WORK INSTRUCTION: Output each record in full, exactly as it stands.

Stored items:
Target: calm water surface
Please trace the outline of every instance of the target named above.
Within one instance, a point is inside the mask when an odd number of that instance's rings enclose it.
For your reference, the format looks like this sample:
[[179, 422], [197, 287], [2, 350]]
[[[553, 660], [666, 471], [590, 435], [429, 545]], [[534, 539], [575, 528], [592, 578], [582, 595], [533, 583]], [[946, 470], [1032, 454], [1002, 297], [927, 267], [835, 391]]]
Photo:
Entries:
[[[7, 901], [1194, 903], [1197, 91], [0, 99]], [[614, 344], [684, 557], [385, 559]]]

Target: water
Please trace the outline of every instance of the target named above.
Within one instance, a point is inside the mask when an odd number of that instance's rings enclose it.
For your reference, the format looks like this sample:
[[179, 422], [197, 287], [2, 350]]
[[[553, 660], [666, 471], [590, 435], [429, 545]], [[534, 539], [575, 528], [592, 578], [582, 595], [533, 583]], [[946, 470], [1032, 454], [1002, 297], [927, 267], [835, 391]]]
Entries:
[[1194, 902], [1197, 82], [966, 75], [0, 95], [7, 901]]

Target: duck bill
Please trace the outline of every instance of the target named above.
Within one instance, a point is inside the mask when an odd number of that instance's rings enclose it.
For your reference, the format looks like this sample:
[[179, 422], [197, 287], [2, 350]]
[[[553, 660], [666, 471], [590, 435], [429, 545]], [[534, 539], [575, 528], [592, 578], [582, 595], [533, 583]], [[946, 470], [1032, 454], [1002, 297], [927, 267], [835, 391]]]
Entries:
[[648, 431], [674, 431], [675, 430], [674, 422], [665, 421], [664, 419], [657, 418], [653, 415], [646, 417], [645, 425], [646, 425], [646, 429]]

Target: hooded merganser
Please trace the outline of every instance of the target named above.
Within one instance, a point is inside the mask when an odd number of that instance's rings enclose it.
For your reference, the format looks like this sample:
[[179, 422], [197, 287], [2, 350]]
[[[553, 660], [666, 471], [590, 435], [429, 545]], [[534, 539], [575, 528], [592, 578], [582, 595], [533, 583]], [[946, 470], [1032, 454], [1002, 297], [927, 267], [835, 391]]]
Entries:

OUTPUT FOR THIS TASK:
Target: calm water surface
Please trace the outline of every instance of the target named above.
Within one instance, a point is inside the mask when an odd number of that instance's rings enclose it.
For your reference, the format looks like this sample:
[[179, 422], [197, 287], [2, 350]]
[[[553, 660], [666, 471], [590, 435], [429, 545]], [[534, 539], [575, 528], [592, 578], [582, 595], [533, 583]], [[946, 470], [1032, 454], [1002, 297], [927, 267], [835, 391]]]
Photo:
Entries:
[[[7, 901], [1194, 903], [1197, 91], [0, 99]], [[614, 344], [684, 557], [385, 559]]]

Target: water
Please trace the outline of every instance of the target named above.
Within one instance, a point is inside the mask when an odd number of that instance's rings enclose it.
For your reference, the format looks like this sample:
[[179, 422], [197, 287], [2, 350]]
[[[553, 660], [666, 471], [590, 435], [429, 545]], [[534, 539], [575, 528], [592, 578], [582, 595], [533, 583]], [[946, 470], [1032, 454], [1002, 297], [927, 267], [835, 391]]]
Entries:
[[1194, 902], [1197, 82], [966, 75], [0, 95], [7, 901]]

Target: duck bill
Please trace the outline of every instance of the target named above.
Within one instance, a point is inside the mask when an odd number of that instance's rings enclose it.
For your reference, the format looks like this sample:
[[179, 422], [197, 287], [2, 350]]
[[[553, 660], [666, 471], [590, 435], [429, 545]], [[534, 539], [575, 528], [592, 578], [582, 595], [533, 583]], [[946, 470], [1032, 454], [1002, 297], [927, 267], [835, 391]]]
Entries:
[[648, 431], [674, 431], [675, 430], [674, 422], [665, 421], [664, 419], [657, 418], [653, 415], [646, 417], [645, 425], [646, 425], [646, 429]]

Target: hooded merganser
Please trace the outline of every instance of the target named above.
Within one instance, a point is inside the mask when an odd number of that instance's rings enclose it.
For your reference, the format looks like this sample:
[[179, 422], [197, 287], [2, 350]]
[[[553, 660], [666, 471], [590, 435], [429, 545]], [[534, 539], [575, 528], [592, 578], [582, 595], [533, 583]], [[946, 470], [1032, 454], [1002, 297], [927, 267], [835, 391]]]
Entries:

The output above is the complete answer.